**What this exercise asks**:
• A. In the travel blog, can you restate the passage between "06/07/2011, Bahia del" and "fear of rain.", inclusive, switching "groceries" to "supplies"?
• B. Do these statements agree with the travel blog? (i) The 1976 earthquake killed 25,000 people. (ii) The city of Antigua has 12 churches in all. (iii) It is hotter now than it was in May.

**Reading text**:
06/09/2011, Bahia del Sol
This picture is typical of 20% of Antigua is in ruins. Ancient ruins that in many cases were toppled during the 1976 earthquake. That earthquake killed 25000 people. That is a devastating natural disaster that went barely noticed in the states maybe because it was the bi centennial.
These ruins are generally right up against a building in full use.
06/07/2011, Bahia del Sol
Well, we made it back to the boat Sunday night, with groceries, and all is well aboard Sound Effect. We met Becky and Denny from Kokomo for the last leg Sunday afternoon in San Salvador. We shared a cab, bought some groceries and made it back to the dock, where we begged a ride out to our boats. (We had stored our dingy aboard for security.)
It is hot here but not as hot as May because it rains daily to cool things off a bit. The downside is we cant leave the boat without closing it up for fear of rain.
The attached picture is one of floats, full sized mannequins of the stations of the cross. We found these "floats" parked in one of church ruins waiting for next year. They use thes in a procession during Semana Santos (Holy week)each year. Whereas, we in the US hardly get a day for Easter they usually take off the entire week but certainly Thursday thru Sunday of Easter week for family gatherings and church processions. The week in Antigua is world reknown and we would like to go back some day to spend the week. The city of Antigua is about 20,000 people today and there are 38 churches!! To be fair most of them are ruins but there are 12 still active parishes. You cant walk down any streeet in town without running into a church.

**Information shown**:

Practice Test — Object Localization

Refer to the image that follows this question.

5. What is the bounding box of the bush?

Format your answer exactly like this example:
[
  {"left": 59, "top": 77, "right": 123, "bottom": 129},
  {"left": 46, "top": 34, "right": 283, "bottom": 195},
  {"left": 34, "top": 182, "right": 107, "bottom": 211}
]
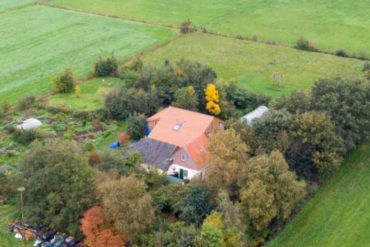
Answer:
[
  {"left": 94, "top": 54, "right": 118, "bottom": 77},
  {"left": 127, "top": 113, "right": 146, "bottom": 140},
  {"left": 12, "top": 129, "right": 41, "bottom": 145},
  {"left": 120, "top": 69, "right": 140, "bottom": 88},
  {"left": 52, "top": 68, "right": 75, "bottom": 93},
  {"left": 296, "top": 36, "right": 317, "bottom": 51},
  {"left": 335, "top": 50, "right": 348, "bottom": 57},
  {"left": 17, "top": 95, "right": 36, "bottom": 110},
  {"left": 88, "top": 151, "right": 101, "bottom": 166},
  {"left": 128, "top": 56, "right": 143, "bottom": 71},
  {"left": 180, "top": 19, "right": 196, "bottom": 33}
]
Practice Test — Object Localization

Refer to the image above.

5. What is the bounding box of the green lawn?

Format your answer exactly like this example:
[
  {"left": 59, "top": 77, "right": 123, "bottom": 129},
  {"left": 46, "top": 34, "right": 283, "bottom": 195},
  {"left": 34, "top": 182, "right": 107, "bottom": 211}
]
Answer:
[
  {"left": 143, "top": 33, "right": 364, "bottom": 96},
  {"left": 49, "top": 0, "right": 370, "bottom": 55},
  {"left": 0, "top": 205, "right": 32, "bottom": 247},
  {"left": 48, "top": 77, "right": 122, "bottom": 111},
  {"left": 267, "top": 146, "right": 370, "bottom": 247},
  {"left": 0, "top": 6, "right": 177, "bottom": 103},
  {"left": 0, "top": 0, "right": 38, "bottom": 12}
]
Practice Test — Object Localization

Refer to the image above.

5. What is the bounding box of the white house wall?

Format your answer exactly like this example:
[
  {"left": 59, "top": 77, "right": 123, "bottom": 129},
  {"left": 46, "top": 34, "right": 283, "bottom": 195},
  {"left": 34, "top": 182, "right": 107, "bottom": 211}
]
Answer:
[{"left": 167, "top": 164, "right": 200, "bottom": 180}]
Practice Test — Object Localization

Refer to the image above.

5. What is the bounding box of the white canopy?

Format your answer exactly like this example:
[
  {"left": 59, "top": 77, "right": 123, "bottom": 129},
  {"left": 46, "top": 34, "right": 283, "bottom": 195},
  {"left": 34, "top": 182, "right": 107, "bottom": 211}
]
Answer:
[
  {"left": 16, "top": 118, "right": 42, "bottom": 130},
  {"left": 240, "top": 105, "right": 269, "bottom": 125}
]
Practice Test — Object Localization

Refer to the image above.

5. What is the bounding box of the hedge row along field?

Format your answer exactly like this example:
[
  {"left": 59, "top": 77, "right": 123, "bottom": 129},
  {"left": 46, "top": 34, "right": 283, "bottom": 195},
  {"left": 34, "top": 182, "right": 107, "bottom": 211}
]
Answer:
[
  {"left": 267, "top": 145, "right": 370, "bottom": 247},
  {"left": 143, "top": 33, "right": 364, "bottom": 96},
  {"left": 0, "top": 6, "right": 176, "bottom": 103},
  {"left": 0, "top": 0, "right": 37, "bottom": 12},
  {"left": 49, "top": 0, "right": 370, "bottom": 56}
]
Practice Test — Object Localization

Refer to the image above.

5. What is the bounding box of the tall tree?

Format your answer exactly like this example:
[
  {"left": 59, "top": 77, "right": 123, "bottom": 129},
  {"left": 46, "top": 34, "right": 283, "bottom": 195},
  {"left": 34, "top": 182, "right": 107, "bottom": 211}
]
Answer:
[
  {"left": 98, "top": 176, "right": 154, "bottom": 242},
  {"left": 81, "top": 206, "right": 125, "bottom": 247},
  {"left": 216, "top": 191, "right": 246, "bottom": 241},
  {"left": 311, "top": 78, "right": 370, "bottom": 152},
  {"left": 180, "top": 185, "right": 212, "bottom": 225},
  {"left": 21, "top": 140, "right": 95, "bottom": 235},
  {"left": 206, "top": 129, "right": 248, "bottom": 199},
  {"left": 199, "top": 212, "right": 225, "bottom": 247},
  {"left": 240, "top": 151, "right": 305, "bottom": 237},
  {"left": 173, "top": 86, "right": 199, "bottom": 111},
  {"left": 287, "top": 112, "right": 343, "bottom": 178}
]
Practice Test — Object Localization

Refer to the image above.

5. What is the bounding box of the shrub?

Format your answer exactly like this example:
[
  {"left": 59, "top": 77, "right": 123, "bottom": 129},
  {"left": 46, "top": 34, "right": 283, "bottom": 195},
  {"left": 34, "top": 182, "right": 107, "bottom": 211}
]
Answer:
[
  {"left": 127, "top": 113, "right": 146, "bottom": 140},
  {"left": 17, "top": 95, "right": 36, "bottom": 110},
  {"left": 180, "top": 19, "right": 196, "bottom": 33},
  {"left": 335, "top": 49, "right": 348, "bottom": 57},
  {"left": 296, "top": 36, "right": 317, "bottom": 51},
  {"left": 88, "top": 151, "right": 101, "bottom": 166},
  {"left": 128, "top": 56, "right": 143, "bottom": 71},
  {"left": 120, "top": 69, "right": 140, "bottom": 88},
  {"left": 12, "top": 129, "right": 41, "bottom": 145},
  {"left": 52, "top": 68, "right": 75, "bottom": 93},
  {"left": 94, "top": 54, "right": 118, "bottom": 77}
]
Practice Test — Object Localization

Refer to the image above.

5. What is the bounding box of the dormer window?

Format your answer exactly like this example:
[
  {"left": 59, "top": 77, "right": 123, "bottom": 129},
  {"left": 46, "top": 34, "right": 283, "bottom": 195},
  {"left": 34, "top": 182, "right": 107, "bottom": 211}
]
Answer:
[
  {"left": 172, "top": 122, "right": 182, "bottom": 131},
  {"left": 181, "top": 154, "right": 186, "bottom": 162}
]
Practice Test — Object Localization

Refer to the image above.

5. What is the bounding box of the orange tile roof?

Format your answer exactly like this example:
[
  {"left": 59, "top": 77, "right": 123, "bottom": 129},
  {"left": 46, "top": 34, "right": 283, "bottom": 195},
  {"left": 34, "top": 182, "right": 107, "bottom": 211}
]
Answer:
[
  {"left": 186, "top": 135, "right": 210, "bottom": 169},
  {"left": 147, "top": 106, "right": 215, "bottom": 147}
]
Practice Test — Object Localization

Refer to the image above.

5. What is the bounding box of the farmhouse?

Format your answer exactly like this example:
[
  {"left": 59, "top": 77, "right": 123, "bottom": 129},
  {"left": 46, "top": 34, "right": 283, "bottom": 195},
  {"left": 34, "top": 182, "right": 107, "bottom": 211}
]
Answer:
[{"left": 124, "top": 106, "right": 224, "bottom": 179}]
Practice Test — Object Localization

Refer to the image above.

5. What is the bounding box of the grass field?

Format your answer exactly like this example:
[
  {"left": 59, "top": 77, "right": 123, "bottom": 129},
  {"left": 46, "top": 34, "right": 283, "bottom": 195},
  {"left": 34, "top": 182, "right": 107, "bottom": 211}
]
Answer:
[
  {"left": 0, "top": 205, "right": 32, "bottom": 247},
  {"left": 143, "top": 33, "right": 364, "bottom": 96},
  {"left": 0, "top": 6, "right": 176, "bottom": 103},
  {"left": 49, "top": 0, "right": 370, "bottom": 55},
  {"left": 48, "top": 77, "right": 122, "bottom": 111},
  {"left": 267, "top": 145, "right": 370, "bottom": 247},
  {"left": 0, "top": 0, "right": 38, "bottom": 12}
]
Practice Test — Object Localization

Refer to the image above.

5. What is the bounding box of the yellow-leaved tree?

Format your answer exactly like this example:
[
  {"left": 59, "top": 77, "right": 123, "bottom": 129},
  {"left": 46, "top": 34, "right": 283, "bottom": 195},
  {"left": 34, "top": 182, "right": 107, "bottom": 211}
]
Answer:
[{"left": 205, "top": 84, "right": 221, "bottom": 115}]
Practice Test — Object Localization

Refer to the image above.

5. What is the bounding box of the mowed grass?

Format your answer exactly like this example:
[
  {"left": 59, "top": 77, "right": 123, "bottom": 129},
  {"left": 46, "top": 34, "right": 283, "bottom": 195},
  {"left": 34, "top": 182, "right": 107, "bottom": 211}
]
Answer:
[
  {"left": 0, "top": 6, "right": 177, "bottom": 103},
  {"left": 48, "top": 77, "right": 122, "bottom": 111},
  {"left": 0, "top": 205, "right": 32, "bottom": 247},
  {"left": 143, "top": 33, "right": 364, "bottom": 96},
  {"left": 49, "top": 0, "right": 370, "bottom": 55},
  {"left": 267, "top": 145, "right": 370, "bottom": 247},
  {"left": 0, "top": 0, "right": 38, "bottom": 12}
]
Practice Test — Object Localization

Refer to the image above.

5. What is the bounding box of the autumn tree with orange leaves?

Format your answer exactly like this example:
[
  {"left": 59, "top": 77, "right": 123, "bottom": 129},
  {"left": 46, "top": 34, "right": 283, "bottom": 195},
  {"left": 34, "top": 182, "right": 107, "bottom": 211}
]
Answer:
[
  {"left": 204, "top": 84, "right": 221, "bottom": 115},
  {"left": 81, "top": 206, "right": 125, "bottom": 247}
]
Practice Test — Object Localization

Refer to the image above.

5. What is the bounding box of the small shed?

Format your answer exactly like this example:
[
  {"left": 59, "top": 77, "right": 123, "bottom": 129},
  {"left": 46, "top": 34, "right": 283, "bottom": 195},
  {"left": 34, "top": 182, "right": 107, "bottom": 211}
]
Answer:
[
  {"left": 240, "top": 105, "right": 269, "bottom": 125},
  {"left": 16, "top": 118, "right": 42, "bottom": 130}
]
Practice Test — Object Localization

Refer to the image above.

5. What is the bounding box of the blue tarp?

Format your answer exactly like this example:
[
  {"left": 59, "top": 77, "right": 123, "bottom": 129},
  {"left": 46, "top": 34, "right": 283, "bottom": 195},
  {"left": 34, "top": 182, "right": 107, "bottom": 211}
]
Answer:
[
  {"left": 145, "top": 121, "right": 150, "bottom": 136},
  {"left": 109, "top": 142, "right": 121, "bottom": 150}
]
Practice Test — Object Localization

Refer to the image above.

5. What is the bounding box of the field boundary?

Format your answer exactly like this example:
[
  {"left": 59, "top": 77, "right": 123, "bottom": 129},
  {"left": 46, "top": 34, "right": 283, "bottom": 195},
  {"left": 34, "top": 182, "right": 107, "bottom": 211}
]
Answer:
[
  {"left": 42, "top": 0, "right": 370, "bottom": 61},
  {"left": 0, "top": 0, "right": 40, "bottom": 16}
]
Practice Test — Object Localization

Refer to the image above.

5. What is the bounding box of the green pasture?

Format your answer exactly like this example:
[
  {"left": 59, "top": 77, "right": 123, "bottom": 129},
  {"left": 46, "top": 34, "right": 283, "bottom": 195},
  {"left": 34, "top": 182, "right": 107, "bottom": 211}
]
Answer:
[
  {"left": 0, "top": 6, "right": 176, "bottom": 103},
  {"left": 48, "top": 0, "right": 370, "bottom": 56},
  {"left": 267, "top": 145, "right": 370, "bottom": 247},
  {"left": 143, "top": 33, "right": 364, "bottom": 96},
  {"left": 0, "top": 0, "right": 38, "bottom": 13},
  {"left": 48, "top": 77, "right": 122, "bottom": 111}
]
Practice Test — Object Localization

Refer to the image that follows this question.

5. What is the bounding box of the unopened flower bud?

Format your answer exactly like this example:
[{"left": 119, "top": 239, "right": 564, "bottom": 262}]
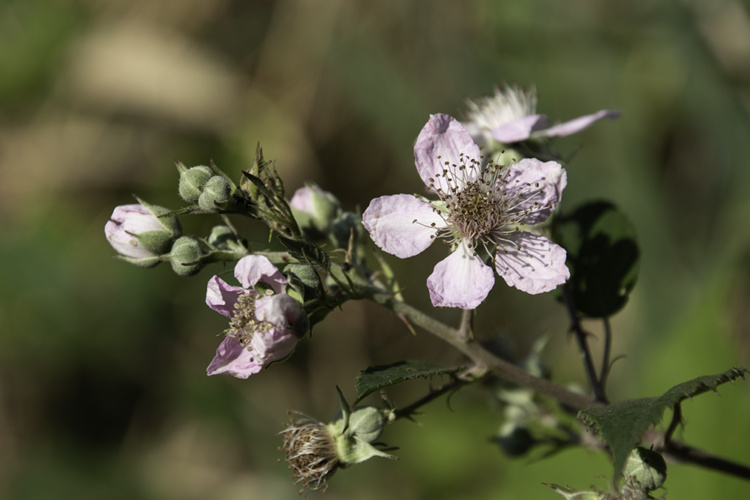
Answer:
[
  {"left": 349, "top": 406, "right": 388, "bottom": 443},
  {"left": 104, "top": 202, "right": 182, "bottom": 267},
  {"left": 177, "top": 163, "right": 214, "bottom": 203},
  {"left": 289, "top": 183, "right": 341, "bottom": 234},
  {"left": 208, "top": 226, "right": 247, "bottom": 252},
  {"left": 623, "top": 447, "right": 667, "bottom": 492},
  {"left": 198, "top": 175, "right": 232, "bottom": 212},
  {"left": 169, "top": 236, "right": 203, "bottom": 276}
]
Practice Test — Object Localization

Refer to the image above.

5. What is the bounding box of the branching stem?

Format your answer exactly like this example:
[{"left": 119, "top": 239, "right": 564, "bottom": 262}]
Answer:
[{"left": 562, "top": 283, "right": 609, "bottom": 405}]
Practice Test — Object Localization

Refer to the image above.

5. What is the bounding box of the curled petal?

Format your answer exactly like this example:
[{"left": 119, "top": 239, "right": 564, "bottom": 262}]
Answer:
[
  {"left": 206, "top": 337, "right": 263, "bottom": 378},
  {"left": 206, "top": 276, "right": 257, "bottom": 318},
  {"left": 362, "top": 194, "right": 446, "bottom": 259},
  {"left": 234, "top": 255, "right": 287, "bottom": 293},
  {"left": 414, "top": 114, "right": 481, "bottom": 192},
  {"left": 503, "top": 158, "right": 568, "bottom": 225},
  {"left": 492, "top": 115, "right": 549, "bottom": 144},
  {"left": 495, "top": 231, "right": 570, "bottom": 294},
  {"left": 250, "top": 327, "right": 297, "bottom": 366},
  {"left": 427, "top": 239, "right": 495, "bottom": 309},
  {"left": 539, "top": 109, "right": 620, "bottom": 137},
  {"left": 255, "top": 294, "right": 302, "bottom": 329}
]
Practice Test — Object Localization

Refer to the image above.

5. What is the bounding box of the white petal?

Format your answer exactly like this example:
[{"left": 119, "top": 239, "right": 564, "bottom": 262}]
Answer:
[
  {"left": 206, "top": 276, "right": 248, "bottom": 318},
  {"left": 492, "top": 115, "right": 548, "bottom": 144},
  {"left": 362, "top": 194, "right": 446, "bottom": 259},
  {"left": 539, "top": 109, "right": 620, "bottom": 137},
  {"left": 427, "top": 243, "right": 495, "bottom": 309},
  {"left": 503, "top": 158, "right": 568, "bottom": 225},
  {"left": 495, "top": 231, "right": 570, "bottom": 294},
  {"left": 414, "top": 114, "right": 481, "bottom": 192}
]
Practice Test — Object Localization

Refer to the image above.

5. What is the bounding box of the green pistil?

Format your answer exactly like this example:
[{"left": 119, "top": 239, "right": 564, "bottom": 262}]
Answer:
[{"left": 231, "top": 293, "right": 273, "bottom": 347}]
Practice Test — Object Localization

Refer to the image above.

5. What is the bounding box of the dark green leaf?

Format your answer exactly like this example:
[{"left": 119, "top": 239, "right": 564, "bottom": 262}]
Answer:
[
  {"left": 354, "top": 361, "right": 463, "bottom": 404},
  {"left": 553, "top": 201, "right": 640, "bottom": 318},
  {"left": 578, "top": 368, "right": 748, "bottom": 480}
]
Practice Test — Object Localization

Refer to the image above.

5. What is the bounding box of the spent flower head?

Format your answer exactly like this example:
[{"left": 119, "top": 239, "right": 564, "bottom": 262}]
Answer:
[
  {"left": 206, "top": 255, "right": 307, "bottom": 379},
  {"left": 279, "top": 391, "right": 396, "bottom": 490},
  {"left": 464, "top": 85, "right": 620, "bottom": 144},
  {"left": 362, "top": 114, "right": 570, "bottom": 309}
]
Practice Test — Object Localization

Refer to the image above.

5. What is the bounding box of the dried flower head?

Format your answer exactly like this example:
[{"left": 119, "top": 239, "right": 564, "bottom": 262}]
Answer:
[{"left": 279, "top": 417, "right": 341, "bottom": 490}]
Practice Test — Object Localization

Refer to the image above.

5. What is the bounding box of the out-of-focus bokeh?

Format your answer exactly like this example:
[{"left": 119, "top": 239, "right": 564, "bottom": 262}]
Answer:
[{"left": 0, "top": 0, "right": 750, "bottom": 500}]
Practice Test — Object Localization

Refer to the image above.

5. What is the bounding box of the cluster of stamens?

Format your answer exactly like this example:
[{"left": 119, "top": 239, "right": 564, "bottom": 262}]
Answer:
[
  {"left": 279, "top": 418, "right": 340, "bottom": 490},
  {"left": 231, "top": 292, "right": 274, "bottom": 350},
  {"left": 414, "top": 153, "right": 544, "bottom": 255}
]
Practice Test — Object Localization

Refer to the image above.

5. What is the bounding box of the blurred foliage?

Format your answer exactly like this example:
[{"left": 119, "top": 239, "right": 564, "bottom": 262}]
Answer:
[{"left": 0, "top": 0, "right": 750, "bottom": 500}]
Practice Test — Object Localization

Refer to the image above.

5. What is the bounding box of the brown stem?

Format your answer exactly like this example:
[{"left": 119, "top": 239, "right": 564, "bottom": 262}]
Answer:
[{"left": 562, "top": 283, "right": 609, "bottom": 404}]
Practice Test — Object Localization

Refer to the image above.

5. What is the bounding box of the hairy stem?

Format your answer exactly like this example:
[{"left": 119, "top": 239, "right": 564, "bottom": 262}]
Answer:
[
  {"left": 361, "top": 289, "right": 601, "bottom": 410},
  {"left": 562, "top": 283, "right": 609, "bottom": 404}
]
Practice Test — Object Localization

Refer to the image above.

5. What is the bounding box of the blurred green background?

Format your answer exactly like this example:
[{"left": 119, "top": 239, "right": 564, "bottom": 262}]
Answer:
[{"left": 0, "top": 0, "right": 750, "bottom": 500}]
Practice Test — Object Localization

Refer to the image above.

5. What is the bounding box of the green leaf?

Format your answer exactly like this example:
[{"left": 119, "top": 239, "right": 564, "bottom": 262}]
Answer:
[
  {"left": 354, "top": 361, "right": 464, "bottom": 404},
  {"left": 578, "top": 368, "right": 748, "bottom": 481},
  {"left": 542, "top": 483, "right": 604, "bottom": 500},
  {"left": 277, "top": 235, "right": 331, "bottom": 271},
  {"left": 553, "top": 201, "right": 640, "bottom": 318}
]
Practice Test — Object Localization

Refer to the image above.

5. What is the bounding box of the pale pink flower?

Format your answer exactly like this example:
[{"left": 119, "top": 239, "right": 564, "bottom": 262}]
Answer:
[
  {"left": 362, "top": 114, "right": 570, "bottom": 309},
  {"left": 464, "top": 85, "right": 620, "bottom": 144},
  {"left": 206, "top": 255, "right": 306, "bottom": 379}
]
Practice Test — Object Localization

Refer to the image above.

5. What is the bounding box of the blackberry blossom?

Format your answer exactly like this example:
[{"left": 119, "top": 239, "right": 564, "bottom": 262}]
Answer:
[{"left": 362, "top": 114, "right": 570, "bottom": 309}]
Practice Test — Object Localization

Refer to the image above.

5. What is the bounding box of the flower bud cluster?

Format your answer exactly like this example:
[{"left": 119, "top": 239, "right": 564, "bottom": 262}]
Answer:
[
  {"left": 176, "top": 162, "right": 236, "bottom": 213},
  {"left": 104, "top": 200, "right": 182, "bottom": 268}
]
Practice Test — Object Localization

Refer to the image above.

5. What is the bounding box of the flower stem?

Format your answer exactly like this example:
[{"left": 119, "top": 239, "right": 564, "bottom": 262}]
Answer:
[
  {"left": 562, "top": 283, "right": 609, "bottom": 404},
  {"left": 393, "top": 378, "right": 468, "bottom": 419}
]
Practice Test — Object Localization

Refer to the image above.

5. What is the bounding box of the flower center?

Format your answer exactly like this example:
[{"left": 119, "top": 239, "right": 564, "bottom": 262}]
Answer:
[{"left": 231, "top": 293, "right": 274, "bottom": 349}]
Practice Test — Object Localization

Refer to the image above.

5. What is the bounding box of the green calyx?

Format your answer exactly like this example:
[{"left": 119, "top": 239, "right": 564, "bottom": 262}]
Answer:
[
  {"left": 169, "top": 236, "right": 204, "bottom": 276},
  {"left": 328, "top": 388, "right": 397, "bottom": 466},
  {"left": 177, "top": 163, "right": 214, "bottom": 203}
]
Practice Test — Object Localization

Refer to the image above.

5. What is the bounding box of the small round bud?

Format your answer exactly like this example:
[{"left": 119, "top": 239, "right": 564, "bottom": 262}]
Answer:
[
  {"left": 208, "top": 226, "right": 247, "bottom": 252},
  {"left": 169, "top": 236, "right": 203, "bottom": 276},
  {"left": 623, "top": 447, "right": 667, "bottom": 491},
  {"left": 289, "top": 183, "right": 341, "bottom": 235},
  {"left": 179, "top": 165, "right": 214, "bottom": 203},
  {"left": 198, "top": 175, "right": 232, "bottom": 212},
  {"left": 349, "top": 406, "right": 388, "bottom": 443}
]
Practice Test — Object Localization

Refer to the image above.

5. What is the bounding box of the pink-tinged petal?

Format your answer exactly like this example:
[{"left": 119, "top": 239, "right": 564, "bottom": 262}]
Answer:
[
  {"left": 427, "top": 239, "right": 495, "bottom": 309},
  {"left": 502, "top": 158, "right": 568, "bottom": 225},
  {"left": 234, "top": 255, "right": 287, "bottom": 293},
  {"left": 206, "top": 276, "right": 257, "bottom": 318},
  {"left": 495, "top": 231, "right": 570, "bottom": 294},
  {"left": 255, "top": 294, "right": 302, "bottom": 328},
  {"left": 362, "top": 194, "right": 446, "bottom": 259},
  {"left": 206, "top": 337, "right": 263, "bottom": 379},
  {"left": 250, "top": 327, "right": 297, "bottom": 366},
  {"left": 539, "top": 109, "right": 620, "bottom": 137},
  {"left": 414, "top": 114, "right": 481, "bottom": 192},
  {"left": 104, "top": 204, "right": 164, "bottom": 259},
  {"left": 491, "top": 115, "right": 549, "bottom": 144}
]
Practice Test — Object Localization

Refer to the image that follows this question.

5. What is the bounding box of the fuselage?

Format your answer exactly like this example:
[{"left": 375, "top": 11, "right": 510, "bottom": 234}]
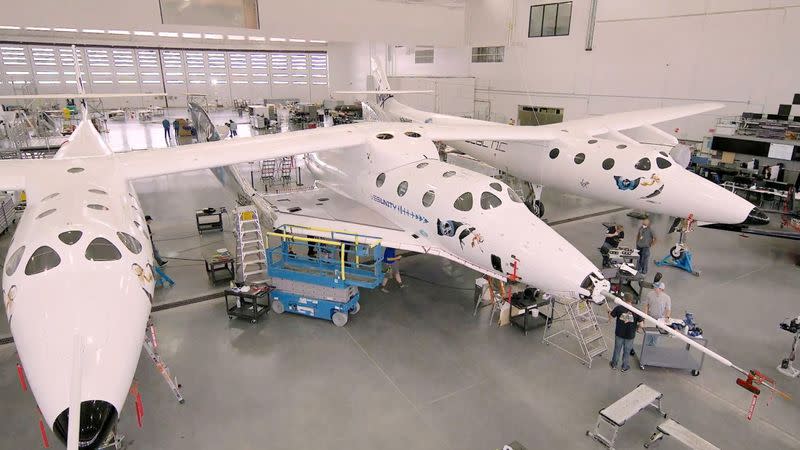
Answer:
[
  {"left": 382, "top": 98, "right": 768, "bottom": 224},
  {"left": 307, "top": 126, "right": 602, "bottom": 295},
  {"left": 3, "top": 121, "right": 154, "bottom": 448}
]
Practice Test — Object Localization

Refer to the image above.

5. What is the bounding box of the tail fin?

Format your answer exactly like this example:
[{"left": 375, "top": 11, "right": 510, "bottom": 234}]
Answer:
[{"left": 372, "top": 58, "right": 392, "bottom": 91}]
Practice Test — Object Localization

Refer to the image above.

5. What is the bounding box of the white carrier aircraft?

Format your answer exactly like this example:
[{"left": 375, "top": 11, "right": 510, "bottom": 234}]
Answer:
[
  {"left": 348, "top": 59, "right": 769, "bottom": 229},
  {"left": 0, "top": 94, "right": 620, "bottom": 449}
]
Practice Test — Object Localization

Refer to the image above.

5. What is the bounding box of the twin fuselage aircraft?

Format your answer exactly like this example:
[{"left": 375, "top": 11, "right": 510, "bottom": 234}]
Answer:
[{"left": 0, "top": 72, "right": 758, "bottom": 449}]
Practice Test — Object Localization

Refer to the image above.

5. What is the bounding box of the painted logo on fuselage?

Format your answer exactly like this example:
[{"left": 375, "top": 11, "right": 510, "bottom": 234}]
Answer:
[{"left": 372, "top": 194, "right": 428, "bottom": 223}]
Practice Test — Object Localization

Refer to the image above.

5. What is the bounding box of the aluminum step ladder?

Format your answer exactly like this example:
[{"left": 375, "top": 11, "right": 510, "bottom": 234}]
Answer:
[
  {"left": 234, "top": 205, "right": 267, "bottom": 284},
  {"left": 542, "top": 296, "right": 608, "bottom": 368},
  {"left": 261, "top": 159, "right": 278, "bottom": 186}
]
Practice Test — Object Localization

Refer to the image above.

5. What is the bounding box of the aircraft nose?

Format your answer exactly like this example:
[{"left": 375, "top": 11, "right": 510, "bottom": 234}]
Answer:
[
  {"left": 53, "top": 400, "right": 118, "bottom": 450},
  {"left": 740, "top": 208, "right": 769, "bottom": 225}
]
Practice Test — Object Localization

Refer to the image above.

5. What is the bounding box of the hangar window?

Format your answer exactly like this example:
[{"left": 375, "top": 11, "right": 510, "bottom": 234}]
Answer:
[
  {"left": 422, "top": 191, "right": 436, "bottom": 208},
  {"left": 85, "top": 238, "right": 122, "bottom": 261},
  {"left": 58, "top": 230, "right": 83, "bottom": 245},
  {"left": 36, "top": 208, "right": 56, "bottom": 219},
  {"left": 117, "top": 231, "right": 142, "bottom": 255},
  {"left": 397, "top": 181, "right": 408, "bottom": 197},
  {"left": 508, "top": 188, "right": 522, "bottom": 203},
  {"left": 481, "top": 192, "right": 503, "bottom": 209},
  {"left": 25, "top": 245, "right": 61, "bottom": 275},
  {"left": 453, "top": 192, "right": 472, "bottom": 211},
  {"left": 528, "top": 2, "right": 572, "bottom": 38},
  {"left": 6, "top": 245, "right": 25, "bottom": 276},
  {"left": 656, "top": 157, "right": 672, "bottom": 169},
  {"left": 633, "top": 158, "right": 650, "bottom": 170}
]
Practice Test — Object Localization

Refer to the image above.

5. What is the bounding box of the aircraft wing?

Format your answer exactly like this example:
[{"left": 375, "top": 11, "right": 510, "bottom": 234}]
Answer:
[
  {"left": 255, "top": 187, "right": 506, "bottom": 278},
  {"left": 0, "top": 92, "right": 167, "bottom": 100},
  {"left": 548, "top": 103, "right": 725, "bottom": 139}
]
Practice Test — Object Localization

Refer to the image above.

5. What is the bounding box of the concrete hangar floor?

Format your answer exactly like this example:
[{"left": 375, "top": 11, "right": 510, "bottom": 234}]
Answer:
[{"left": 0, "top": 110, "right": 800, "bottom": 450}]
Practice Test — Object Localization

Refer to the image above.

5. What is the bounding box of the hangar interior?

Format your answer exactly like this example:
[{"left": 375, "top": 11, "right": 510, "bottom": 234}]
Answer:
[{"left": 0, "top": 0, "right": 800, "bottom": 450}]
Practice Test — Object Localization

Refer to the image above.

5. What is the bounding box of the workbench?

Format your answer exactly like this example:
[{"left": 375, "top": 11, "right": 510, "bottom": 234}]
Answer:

**Full solutions**:
• A.
06/07/2011, Bahia del Sol
Well, we made it back to the boat Sunday night, with supplies, and all is well aboard Sound Effect. We met Becky and Denny from Kokomo for the last leg Sunday afternoon in San Salvador. We shared a cab, bought some supplies and made it back to the dock, where we begged a ride out to our boats. (We had stored our dingy aboard for security.)
It is hot here but not as hot as May because it rains daily to cool things off a bit. The downside is we cant leave the boat without closing it up for fear of rain.

• B.
(i) Yes: "That earthquake killed 25000 people."
(ii) No: "there are 38 churches!!" and "there are 12 still active parishes."
(iii) No: "It is hot here but not as hot as May"